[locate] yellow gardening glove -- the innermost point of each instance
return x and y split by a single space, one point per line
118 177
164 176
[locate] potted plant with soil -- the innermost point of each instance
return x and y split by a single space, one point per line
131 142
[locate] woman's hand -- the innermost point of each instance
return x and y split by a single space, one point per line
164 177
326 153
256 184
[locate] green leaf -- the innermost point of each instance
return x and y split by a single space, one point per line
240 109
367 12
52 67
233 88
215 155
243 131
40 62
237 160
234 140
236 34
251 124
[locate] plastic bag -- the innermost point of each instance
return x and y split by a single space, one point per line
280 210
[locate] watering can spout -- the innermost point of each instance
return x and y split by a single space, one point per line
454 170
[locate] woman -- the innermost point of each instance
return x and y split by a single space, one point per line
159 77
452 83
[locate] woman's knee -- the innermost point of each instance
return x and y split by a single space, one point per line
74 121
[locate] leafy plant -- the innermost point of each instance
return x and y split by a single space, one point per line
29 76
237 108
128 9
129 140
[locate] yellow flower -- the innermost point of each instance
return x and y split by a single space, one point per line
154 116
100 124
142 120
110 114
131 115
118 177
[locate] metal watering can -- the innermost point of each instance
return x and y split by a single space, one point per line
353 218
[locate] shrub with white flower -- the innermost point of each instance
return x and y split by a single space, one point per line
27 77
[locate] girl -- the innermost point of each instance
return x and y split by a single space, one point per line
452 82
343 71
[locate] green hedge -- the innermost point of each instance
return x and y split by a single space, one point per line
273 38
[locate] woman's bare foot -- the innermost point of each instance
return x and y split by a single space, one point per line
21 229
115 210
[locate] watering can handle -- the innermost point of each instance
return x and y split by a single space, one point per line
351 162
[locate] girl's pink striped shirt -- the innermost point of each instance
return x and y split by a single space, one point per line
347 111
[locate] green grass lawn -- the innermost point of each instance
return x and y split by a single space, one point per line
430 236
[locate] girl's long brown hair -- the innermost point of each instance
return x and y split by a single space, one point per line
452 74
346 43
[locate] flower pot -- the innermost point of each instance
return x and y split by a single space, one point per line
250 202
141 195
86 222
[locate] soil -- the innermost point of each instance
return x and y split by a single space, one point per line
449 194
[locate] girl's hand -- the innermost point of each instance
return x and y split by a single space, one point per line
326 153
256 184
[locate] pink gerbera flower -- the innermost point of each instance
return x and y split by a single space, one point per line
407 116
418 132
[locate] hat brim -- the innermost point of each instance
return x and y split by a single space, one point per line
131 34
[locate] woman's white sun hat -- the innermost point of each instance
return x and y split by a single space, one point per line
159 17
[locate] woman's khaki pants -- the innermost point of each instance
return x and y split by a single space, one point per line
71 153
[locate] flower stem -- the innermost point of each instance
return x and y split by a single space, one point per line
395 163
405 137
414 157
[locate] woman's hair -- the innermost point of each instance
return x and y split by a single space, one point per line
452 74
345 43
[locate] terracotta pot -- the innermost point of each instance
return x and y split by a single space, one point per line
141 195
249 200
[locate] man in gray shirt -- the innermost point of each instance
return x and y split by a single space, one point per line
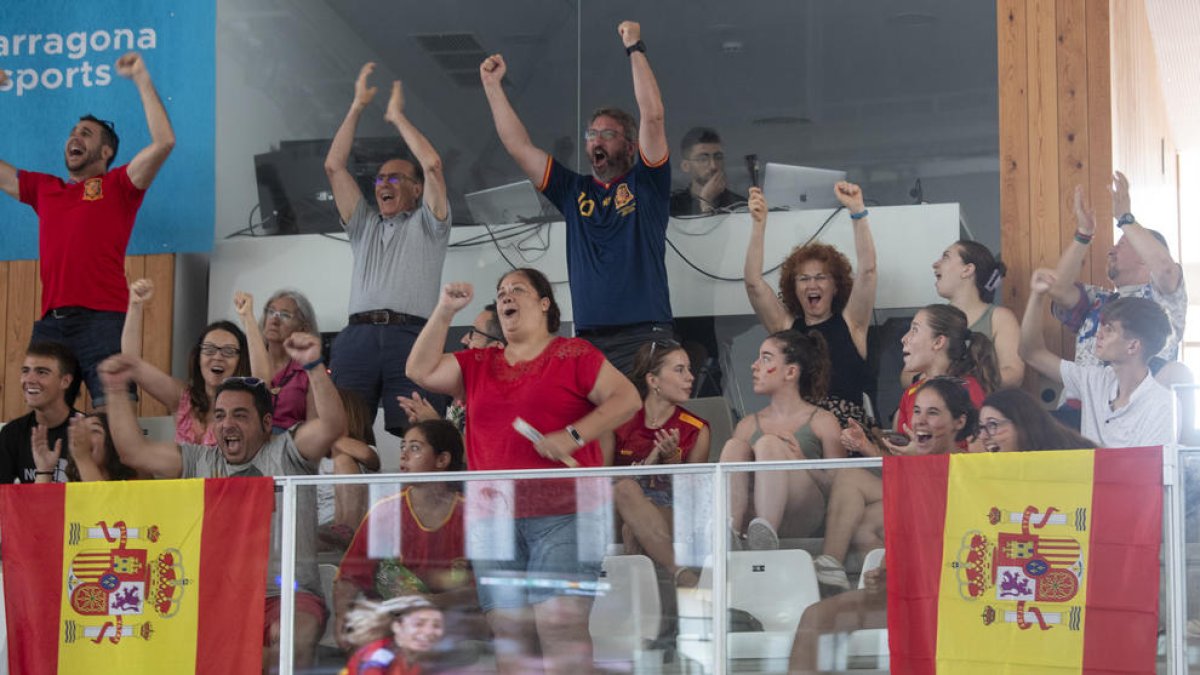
399 248
241 419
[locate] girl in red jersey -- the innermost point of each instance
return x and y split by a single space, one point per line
660 432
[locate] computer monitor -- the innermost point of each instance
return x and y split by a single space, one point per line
801 187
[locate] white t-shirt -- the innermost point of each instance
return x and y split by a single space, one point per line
1144 420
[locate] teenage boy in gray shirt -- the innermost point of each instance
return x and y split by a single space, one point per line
399 246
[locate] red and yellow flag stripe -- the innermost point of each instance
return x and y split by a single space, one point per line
1042 562
136 577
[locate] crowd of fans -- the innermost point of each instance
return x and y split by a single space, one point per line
261 400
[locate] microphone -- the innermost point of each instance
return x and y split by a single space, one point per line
753 168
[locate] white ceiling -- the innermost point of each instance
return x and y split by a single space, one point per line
1175 28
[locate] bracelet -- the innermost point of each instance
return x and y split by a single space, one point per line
575 434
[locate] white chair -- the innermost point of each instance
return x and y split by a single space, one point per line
773 586
627 614
867 647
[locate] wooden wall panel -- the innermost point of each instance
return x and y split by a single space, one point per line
────────────────────
Retype all of the entries above word for word, and leave out the pictures.

[locate] yellow gardening glove -- the innermost point of each instance
return x and y split by a single space, one point per line
118 177
164 176
[locate] potted plant with soil -- the innermost point of each instance
return x and y split by a single space, one point per line
131 142
[locate] woman's hand -- the innermost point of each instance
return x and y split by a single space, one point per line
164 177
326 153
256 184
[locate] green leaf -- the innermost point of each instance
return x and y split by a single space, one point per line
240 109
367 12
52 67
233 88
215 155
243 131
40 62
237 160
234 140
236 34
251 124
[locate] plastic bag -- the innermost point of each instance
return x and y split by a single space, one point per line
280 210
[locate] watering can spout -- the innermost point of each instance
return x and y split by a single space, one point per line
454 170
[locate] woman -- the innermost point of each instance
return x and y split by a single space, one point per line
159 77
452 83
[locate] woman's knee -- the innermost point of each instance
return x and y split by a single space, one point per line
74 121
[locate] leafy plant -- the innermost point of each instance
return x and y split by a single space, one point per line
29 76
237 108
128 9
129 140
[locate] yellow flower -- the innermost point of each instance
return x and y split by a single space, one point per line
154 116
100 124
142 120
110 114
131 115
118 177
[locate] metal watering can -- the innermost point of each instance
return x and y split by a single space, one point per line
353 218
[locate] shrub with white flower -- the innermost point of each instance
return x and y split by a single space, one point per line
27 77
[locate] girl -- the innermost point of each instance
return x and y split by a single space, one point per line
452 82
343 71
[locate] green hedge -- the innermost point of each instance
return x and y split by a single space, one point per line
273 38
[locate] woman's bare foot -- the innermost point of each instance
return x and y split by a single space, one point per line
21 229
115 210
[locate] watering can handle -- the innermost point of each instance
return x and y split by a single space, one point per line
351 162
[locate] girl's pink striped shirt -- the innermost point of each instance
return x and y split by a single space, one point per line
347 111
[locate] green grass lawn -- the innermost point of each instance
return x and y split by a single space, one point per line
430 236
[locate] girl's long brown hair -- the innermost point of each instance
return x and y split by a single space, one point per line
452 74
346 43
[locate] flower pot -- the innermost point of each instance
return x and y split by a single space, one point per line
250 202
141 195
86 222
[locate] soil -- the innermost point of each instance
return x and y split by a single space, one point per line
449 194
[locate] girl's hand -- the innermost point of each instance
return x and y split by a single space, one point per line
326 153
256 184
[locate] pink gerbera flower -- the innermost point of each instance
return x and y split by a single space, one point per line
407 116
418 132
[locate] hat brim -- the innermost point of each instance
return x and y split by a single space, one point per line
131 34
[locate] woman's white sun hat -- the innermost point of each instance
return x and y split by a single space, one point per line
159 17
[locate] woman's khaki pants -- the innermost point of each instance
return x and y split by a single space, one point per line
71 153
[locate] flower stem -- the innermost point of each instance
return x and y split by a single space, one point per line
395 163
405 137
414 157
[locate] woman's hair -- the innermost point of each instance
return x and y split by a single space, one point per line
452 74
345 43
[locate] terracotta pot -- the innermost point of each instance
return x and y split by a single space, one point per line
141 195
249 200
[locate] man in gray shirt -- the innermost point of each instance
return x and y split by a single space, one point per line
399 248
241 419
[locate] girl in red jersey -- the innermost point of each instance
return x and y split by a single space, one point per line
660 432
[locate] computer monitor -- the innermost point of each instance
return x and y split by a single space, one point per line
801 187
[locate] white t-shirt -- the innermost point of each instance
return x and y split by a single space, one point per line
1144 420
[locate] teenage boy in gray shirt -- the innermost point of each instance
return x and y split by a single space, one point per line
399 246
[locate] red and yellow flag stripe -- the innermost point of each instance
return x and y split by a single space, one point per line
1042 562
136 577
[locate] crowd of fans -- the innermost point of each instance
return x and y split by a single space, one point per line
261 400
[locate] microphone -- the innermost point of each instance
return x and y split by a single space, one point per line
753 168
[locate] white ceiling -- the innermost point of each instance
return x and y split by a single space, one point per line
1175 28
[locate] bracelet -- the innermost point of each instance
return x and y split by a single space, one point per line
575 434
[locate] white chair -- the innermost point of each instance
return x and y split by a single space, one point per line
773 586
627 614
867 647
[locate] wooden wall panel -- the innermost point of each instance
return x and y split by a single space, one point per line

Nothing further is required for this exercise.